Provided information
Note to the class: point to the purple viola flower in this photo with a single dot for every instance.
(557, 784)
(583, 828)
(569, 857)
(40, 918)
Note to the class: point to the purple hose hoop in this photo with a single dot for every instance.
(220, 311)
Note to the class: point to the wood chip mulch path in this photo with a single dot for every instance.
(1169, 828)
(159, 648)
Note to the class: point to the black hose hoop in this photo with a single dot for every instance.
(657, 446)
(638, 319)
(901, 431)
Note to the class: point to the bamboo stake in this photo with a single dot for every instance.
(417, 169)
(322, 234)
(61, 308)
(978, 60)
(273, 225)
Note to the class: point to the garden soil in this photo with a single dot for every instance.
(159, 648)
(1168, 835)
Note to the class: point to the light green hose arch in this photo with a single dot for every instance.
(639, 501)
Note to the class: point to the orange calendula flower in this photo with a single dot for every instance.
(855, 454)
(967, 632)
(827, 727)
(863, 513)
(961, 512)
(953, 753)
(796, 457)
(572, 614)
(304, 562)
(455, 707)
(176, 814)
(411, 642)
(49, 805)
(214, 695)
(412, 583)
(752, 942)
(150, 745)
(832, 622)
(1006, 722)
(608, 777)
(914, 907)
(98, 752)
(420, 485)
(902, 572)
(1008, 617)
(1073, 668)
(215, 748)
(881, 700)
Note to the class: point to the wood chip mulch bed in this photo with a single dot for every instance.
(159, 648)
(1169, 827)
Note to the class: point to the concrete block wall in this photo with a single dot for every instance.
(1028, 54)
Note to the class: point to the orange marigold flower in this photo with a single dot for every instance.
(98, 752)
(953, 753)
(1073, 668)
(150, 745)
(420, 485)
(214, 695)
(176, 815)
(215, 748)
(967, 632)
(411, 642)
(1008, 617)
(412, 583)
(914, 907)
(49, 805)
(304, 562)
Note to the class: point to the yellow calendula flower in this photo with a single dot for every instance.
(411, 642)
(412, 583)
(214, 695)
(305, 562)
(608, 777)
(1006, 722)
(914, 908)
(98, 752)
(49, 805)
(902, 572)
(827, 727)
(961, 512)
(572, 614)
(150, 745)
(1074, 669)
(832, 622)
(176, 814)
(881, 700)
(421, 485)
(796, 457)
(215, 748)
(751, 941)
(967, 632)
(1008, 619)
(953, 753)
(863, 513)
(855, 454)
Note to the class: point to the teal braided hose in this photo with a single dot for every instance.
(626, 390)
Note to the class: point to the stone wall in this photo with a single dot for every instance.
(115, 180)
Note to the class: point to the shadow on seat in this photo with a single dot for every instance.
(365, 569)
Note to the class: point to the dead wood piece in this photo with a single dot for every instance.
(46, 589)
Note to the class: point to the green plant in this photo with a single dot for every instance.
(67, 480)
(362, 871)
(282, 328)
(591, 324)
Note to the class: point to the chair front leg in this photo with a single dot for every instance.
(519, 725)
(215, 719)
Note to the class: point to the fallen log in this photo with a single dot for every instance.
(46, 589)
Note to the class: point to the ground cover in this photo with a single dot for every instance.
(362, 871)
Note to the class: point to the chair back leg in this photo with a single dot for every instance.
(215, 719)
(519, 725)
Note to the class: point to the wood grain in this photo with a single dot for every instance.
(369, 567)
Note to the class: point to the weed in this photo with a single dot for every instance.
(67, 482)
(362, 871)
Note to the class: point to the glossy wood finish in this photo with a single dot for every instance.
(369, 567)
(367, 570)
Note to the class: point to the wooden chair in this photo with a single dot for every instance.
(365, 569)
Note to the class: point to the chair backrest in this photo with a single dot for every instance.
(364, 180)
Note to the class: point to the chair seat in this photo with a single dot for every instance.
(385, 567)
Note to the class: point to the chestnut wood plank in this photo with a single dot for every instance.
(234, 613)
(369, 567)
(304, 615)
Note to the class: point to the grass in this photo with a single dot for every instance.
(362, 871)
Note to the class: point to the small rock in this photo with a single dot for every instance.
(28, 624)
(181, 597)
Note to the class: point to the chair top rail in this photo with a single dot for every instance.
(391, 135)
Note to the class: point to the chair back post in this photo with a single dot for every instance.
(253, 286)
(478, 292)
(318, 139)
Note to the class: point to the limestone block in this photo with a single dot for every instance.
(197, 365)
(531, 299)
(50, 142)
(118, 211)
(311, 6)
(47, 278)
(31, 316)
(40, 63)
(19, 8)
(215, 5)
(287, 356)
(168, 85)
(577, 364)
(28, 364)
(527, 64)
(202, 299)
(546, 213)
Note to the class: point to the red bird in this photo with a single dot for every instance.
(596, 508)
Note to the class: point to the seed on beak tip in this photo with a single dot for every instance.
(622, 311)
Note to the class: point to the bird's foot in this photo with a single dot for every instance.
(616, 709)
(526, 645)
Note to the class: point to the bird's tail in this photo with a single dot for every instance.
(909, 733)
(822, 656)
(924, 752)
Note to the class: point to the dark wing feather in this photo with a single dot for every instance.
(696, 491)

The task
Retype all of the data shown above, word for word.

Solved exercise
Note to the class: point to the purple viola flower in this photo with a single dot for every instance.
(557, 784)
(583, 828)
(569, 857)
(40, 918)
Note to the class: point to the purple hose hoop in this photo with a single dot for every instance.
(220, 311)
Note to the class: point to the wood chip mulch path in this photo with a single dot for every instance.
(1169, 828)
(159, 648)
Note to the class: point to the black hose hoop in this photo with a single dot for every instance.
(657, 446)
(638, 319)
(901, 431)
Note to the class: point to the bamboo stake in this photo with a single dot for every instance.
(417, 169)
(322, 234)
(61, 308)
(978, 60)
(273, 225)
Note to the class: point to the garden soil in this photo with a single dot for every instance.
(159, 648)
(1168, 835)
Note to the class: point to the light green hose arch in this photo with a single dot for every instance.
(639, 501)
Note to the class: point to the orange calendula flower in this photo with a single dot for every instance.
(855, 454)
(967, 632)
(827, 727)
(863, 513)
(961, 512)
(953, 753)
(796, 457)
(572, 614)
(304, 562)
(455, 707)
(176, 814)
(411, 642)
(49, 805)
(214, 695)
(412, 583)
(752, 942)
(150, 745)
(832, 622)
(1006, 722)
(608, 777)
(914, 907)
(98, 752)
(420, 485)
(902, 572)
(1008, 617)
(1073, 668)
(215, 748)
(881, 700)
Note to the class: point to the wood chip mulch bed in this photo with a single dot for every instance.
(159, 648)
(1169, 827)
Note to the class: point to the concrete block wall in this photo with a single dot for every instance.
(1028, 54)
Note to the class: point to the orange marigold flower in this photo with a single dot for every instance.
(98, 752)
(953, 753)
(1073, 668)
(150, 745)
(420, 485)
(214, 695)
(176, 815)
(215, 748)
(967, 632)
(411, 642)
(1008, 617)
(412, 583)
(914, 907)
(49, 805)
(304, 562)
Note to the class: point to the yellow calendula flower in this photo with a single dot for every instance.
(411, 642)
(412, 583)
(214, 695)
(305, 562)
(608, 777)
(1006, 722)
(914, 908)
(98, 752)
(49, 805)
(902, 572)
(827, 727)
(961, 512)
(572, 614)
(150, 745)
(1074, 669)
(832, 622)
(176, 814)
(881, 700)
(421, 485)
(796, 457)
(215, 748)
(751, 941)
(967, 632)
(1008, 619)
(953, 753)
(863, 513)
(855, 454)
Note to the class: point to the teal braided hose in this photo with a single dot for every instance.
(626, 390)
Note to the class: point to the stone wall in this photo with a single dot for every instance.
(115, 180)
Note to the class: point to the shadow on seat in this photo with a single dot for every instance.
(365, 569)
Note to the class: point to the dead wood piece in this photo with a single dot for every instance.
(46, 589)
Note to the class: point to the green plant in this photo with a single dot for every instance.
(67, 480)
(362, 871)
(282, 328)
(591, 324)
Note to the class: point to the chair front leg in this photo with a single dot for every instance.
(519, 725)
(215, 719)
Note to the class: point to the fallen log in this photo with a single dot for every instance.
(46, 589)
Note to the class: point to the ground cover in this photo with a single dot for every instance.
(362, 871)
Note to the class: point to the chair back leg in this photo with a single dot for every instance.
(215, 719)
(519, 725)
Note to the class: point to the wood grain in this photo with a single dot for every instance.
(369, 567)
Note to the class: point to the weed in this photo with a single dot for every instance.
(67, 482)
(362, 871)
Note to the class: point to the glossy wood finish in this photo with a single dot for every instance.
(369, 567)
(367, 570)
Note to the class: point to the wooden chair in this photo with a single dot for every instance.
(365, 569)
Note to the class: point to the chair backrest in this photo with a single dot for every instance.
(364, 180)
Note to the class: point to the chair seat in this photo with a single dot for every instance.
(385, 567)
Note to the class: point to the chestnut wood plank in this photo with a single dot for every instance.
(234, 613)
(369, 567)
(304, 615)
Note to the class: point to the grass in this photo with a single dot for every instance.
(362, 871)
Note to the class: point to the small rock in this photo with a single dot for every instance.
(28, 624)
(181, 597)
Note to the class: point to the chair top rail in this photo with a single dot for every instance.
(391, 135)
Note to the class: point to the chair back post in this photo with a single dot for every instance.
(253, 286)
(478, 292)
(318, 139)
Note to the class: point to the limestone block in this photo with a single dot for every instance.
(197, 365)
(531, 299)
(50, 142)
(118, 211)
(311, 6)
(47, 278)
(31, 316)
(40, 63)
(19, 8)
(215, 5)
(287, 356)
(168, 85)
(577, 364)
(28, 364)
(527, 64)
(202, 299)
(546, 213)
Note to the class: point to the red bird in this photo with a single dot for every instance.
(596, 508)
Note to the class: point to the seed on beak tip in this photo with a single dot for every instance.
(622, 311)
Note to the class: point to the bird's foot in this photo with a single dot for every instance.
(616, 709)
(526, 645)
Note to the class: point to the bird's tail in this photo with a single dot for every instance.
(909, 733)
(822, 656)
(924, 752)
Note to the class: point to the dark wing feather in this photo with a single dot for every instance.
(696, 491)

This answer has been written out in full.